*Auszug aus Dokument:*
>>>

VC Magazin: Die Unternehmensbewertungen bei Private Equity- und Venture Capital-Transaktionen waren größtenteils rückläufig. Ihre Prognose für 2024?

Wagner: Möglicherweise ist eine Konsolidierungstendenz gar nicht schlecht und wertbereinigend – ich denke, dass sich Qualität und Innovation durchsetzen wird, egal, in welchem Umfeld, und da bleibe ich auch Optimistin. In unserem Bereich, der Bioökonomie und industriellen Biotechnologie, haben Start-ups ohnehin seit jeher mit größeren Herausforderungen bei der Kapitalsuche zu kämpfen als beispielsweise KI-, IT-, oder Software-Start-ups. Daher waren sie – so meine persönliche Beobachtung – weniger von diesem rückläufigen Trend betroffen als andere. Wie schon erwähnt, sind die Teams, die in unserem Wettbewerb dabei waren, und auch andere Teams aus unserer Bioökonomie-Branche, die nicht bei PlanB dabei waren, dieses Jahr viel in den News gewesen, und diese waren fast immer positiv. Daher blicke ich optimistisch in die nahe Zukunft und freue mich darauf, dass Investierende weiter die spannenden und transformativen Perspektiven, die Green, Sustainable, Circular und Biobased Start-ups ihnen bieten können.

VC Magazin: Mit welchen Gefühlen blicken Sie unter wirtschaftlichen Gesichtspunkten ins Jahr 2024?

Wagner: Auch hier bin ich optimistisch und gleichzeitig hoffnungsvoll, dass unsere Bundes- und Länderregierungen erkennen, dass unsere Wirtschaft, die die Transformation zu mehr Klimaschutz und -Anpassung längst begonnen hat – egal ob Start-up oder Großkonzern, dafür weiter Rückenwind benötigt. Auch, wenn es abgedroschen klingt – in Zeiten der Krise hat sich immer mal wieder der Blick über den großen Teich in die USA gelohnt. Das würde ich auch heute wieder raten. Investieren in Innovation und Transformation kann nie schlecht sein – schon gar nicht in schwierigen Zeiten. Mit Blick auf die Energiepreise hoffe ich, dass die energieintensiven Branchen in der Lage sein werden, schnell die Transformation zu schaffen, denn nur ein entschlossenes Anpacken macht zukunftsfähig. Lamentieren und mit Abwanderung drohen dagegen nicht.

<<<

*Bereitgestellte Daten:*
>>>

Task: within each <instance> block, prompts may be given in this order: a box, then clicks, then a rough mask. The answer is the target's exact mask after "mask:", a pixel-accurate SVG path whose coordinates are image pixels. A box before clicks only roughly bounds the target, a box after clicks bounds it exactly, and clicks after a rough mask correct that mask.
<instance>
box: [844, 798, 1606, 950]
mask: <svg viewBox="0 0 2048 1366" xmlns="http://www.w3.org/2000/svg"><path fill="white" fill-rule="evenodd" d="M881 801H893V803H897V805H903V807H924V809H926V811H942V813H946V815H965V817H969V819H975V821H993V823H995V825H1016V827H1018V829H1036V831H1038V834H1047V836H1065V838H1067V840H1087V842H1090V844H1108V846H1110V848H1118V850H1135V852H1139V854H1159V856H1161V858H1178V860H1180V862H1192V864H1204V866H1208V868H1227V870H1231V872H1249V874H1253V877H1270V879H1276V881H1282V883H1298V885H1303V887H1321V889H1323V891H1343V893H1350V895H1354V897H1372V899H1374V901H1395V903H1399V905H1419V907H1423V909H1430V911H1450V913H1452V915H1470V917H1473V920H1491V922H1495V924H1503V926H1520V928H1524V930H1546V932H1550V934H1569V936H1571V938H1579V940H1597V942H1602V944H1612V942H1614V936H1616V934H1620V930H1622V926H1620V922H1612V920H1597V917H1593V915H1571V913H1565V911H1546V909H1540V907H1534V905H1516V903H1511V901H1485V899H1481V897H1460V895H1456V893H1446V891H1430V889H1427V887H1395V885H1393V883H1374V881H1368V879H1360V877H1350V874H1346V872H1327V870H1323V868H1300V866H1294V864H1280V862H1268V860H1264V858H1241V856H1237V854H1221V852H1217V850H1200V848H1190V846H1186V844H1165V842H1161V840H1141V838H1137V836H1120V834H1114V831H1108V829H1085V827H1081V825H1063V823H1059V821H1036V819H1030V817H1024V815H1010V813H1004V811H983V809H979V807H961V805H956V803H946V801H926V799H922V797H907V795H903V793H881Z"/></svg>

<<<

Setze das Interview zum wirtschaftlichen Ausblick auf 2024 im selben Frage-Antwort-Format fort und beginne direkt nach dessen letztem Satz.

*Ergebnis der Aufgabe:*
VC Magazin: Was wünschen Sie sich persönlich für das neue Jahr?

Wagner: Für 2024 wünsche ich mir für mein Team, dass die geplante Neukonzeptionierung unseres PlanB Wettbewerbs erfolgreich wird und wir noch zielgerichteter die Start-ups aus der Bioökonomie unterstützen können. Außerdem wird der Baubeginn unserer BioCampus MultiPilot arbeits- und zeitintensiv werden. Auch hierfür wünsche ich mir viel Ausdauer und Kraft für unser Team, diese große Herausforderung im Sinne der Innovationsförderung zu stemmen. Und für uns alle wünsche ich mir ein Jahr mit weniger schlechten Nachrichten und Versöhnung.

VC Magazin: Vielen Dank für das Gespräch!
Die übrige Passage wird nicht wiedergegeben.